The exercise: Repeat the rows word for word, from the start of the rows through the line that contains "point(416, 475)", inclusive.

Records for processing:
====

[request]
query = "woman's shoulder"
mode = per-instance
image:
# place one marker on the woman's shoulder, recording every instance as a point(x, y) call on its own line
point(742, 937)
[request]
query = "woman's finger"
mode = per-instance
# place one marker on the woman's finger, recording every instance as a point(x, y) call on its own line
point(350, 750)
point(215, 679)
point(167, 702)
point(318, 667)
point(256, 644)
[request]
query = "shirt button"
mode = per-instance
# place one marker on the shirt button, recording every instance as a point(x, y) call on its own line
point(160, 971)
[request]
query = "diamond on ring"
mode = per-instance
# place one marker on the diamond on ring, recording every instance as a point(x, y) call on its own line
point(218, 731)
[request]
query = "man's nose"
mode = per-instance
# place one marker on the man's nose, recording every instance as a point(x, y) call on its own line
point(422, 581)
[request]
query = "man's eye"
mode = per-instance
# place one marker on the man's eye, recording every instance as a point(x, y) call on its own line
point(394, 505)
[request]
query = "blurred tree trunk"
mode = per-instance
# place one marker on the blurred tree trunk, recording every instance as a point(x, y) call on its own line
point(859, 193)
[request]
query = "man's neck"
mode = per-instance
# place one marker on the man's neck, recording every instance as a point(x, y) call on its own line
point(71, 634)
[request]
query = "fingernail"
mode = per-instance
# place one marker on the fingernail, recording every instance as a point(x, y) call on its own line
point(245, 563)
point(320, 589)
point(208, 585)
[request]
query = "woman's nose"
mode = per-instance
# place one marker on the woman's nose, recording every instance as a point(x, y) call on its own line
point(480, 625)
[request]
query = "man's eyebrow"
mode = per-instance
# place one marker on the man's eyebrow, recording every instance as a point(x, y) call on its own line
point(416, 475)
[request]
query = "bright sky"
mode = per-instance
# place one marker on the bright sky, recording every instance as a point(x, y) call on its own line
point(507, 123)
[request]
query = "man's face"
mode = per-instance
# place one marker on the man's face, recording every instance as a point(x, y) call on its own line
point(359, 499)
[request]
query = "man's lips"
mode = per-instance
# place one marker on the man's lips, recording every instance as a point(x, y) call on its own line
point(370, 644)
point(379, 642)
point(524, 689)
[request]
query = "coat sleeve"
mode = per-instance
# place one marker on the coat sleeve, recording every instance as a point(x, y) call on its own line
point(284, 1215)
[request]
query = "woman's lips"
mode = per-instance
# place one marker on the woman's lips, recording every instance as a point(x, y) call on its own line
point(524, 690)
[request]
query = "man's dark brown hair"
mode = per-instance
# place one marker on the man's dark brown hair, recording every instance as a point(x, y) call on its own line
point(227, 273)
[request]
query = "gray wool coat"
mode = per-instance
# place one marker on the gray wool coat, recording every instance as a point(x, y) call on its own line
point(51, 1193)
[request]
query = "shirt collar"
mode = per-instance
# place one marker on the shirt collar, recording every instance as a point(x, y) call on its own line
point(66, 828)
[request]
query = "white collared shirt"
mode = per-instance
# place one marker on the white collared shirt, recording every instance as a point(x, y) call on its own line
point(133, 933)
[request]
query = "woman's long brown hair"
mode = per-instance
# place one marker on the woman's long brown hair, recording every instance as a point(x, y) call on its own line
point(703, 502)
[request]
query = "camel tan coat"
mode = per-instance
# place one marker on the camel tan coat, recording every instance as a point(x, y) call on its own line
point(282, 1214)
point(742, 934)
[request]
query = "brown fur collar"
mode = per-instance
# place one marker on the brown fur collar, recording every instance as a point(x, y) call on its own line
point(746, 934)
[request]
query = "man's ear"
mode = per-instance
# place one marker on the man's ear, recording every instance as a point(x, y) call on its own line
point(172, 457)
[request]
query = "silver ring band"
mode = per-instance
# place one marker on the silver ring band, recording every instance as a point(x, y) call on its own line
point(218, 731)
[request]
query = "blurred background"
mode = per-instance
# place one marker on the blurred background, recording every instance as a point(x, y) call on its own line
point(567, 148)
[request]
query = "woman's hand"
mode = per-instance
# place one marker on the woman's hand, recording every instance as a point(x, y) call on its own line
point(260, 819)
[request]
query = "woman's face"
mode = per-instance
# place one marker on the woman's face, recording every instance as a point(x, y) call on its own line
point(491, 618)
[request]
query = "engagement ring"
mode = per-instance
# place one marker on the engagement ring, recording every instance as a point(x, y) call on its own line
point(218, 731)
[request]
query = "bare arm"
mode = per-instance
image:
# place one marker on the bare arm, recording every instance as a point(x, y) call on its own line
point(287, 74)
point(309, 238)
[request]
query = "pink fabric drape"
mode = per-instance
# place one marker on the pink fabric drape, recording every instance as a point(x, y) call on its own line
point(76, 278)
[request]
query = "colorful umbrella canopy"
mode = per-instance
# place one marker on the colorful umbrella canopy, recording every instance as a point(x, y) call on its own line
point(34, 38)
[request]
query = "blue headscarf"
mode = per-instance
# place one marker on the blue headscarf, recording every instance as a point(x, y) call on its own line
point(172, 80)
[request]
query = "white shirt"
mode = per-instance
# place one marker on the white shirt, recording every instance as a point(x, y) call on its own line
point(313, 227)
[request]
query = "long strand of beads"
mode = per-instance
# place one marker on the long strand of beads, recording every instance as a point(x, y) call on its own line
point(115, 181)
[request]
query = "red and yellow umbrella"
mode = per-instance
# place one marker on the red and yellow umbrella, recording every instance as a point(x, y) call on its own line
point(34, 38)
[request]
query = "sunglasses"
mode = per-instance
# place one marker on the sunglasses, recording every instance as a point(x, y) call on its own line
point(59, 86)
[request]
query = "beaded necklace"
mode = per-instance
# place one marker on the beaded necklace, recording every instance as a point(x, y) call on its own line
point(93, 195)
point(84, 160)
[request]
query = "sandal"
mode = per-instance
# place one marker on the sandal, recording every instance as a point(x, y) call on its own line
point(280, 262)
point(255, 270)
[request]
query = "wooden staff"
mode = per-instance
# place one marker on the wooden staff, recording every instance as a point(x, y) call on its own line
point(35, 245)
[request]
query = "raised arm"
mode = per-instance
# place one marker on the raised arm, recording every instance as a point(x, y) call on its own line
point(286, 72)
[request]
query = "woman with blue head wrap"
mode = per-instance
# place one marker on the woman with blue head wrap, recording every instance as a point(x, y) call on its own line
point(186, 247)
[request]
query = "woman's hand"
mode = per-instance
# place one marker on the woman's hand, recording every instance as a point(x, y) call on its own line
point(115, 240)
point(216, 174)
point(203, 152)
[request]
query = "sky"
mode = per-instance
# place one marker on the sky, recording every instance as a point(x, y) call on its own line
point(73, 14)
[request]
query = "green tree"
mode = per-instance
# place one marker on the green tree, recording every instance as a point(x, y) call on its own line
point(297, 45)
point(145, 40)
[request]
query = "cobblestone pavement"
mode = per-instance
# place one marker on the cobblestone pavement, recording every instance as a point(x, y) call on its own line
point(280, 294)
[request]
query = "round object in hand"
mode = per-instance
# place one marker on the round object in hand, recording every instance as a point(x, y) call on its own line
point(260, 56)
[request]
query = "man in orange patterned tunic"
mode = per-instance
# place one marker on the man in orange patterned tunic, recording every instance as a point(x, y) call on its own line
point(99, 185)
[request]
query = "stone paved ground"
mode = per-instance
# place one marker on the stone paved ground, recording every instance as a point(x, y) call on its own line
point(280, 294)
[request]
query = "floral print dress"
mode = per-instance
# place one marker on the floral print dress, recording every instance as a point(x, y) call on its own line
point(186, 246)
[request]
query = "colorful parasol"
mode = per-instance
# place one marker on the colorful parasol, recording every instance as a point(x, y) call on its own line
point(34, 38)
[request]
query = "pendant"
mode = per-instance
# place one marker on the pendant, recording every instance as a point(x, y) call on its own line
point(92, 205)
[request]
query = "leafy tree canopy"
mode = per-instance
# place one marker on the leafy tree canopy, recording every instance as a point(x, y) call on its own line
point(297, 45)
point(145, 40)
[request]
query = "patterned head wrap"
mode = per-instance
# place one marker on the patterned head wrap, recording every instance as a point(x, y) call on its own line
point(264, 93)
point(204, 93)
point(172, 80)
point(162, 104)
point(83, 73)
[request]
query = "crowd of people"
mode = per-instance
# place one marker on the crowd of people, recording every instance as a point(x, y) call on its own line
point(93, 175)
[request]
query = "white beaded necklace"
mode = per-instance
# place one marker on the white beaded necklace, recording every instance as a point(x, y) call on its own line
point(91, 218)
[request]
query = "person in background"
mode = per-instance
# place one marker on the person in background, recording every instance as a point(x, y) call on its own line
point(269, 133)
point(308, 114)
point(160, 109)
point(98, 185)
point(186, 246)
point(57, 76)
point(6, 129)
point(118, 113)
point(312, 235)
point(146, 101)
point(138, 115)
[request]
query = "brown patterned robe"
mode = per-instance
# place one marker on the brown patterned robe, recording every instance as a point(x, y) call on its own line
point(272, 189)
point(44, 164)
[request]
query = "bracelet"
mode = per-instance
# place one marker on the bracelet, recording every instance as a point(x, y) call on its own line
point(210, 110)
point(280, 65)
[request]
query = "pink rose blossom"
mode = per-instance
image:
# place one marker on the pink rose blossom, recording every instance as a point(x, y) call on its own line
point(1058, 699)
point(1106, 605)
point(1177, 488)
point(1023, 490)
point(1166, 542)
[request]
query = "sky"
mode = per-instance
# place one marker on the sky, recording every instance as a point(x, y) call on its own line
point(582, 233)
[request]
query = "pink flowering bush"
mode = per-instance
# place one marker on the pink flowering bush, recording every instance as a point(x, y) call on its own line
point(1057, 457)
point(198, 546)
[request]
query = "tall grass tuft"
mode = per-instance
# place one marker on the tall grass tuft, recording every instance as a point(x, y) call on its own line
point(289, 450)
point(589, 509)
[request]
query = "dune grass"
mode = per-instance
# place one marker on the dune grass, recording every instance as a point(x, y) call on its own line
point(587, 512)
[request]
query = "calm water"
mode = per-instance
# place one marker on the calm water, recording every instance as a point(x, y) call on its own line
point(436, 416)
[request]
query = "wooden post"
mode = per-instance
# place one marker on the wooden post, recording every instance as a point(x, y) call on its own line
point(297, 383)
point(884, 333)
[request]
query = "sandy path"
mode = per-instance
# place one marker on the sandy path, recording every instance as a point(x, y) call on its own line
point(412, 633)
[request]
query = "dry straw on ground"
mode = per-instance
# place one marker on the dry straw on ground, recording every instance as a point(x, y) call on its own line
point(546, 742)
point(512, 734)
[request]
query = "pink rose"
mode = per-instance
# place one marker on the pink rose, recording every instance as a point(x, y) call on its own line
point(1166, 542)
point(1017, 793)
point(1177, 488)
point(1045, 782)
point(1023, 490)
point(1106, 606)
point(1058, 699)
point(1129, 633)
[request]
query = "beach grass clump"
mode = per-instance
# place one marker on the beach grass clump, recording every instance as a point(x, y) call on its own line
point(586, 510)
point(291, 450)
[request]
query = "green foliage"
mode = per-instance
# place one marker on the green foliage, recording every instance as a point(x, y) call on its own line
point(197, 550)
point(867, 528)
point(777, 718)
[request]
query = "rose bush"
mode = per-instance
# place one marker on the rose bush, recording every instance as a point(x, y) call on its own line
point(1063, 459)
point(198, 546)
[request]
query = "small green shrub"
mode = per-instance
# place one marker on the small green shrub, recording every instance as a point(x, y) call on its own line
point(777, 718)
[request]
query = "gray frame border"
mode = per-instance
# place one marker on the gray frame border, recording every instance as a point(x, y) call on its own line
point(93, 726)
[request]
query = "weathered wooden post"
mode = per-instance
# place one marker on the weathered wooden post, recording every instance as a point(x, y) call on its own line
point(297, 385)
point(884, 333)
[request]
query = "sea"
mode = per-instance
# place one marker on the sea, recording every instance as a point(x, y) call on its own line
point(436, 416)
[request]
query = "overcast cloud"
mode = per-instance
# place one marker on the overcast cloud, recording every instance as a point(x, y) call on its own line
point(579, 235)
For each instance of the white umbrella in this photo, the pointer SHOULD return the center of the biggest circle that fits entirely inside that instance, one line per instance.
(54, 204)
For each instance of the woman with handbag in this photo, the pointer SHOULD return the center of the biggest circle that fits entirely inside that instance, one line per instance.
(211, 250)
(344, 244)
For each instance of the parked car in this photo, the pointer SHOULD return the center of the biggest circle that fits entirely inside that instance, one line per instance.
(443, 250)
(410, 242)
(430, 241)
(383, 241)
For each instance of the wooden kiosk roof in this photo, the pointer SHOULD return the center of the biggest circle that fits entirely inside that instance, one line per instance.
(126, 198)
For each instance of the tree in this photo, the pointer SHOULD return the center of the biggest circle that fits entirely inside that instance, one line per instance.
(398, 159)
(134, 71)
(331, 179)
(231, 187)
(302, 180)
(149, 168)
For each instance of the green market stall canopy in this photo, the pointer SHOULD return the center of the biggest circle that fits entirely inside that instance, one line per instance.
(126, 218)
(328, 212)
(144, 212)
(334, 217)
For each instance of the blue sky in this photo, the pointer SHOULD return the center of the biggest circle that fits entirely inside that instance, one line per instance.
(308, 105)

====

Response:
[request]
query = "woman's shoulder"
mode = per-instance
image:
# place one marker on the woman's shoulder, recording every instance as a point(x, y) call on its own line
point(742, 937)
[request]
query = "woman's finger"
mode = per-instance
# place one marker on the woman's finger, recording every instance as a point(x, y) call on its own line
point(350, 750)
point(215, 679)
point(167, 702)
point(318, 667)
point(256, 644)
[request]
query = "shirt button"
mode = per-instance
# place one marker on the shirt button, recording every instance as a point(x, y) call on its own line
point(160, 971)
[request]
query = "diamond on ring"
mode = per-instance
# place one marker on the diamond on ring, recording every instance as a point(x, y) call on its own line
point(218, 731)
[request]
query = "man's nose"
mode = per-instance
# place one marker on the man's nose, recording every instance as a point(x, y) call on its own line
point(422, 581)
[request]
query = "man's eye"
mode = per-instance
# place one marker on the man's eye, recording every instance as a point(x, y) call on its own line
point(394, 505)
[request]
query = "blurred tree trunk"
mode = per-instance
# place one marker on the blurred tree trunk, recording every instance as a point(x, y) call on its own line
point(859, 193)
[request]
query = "man's neck"
mode = per-instance
# place one marker on the man's neck, recording every instance as a point(x, y) call on its own line
point(71, 634)
[request]
query = "fingernail"
mode = per-instance
# place one marker on the fingernail, recording every instance as a point(x, y) call on its own line
point(245, 563)
point(320, 589)
point(208, 585)
[request]
query = "woman's nose"
mode = per-instance
# place one marker on the woman's nose, recording every instance as a point(x, y) call on its own line
point(480, 625)
[request]
query = "man's eyebrow"
mode = per-instance
# place one marker on the man's eyebrow, recording every instance as a point(x, y) call on its own line
point(416, 475)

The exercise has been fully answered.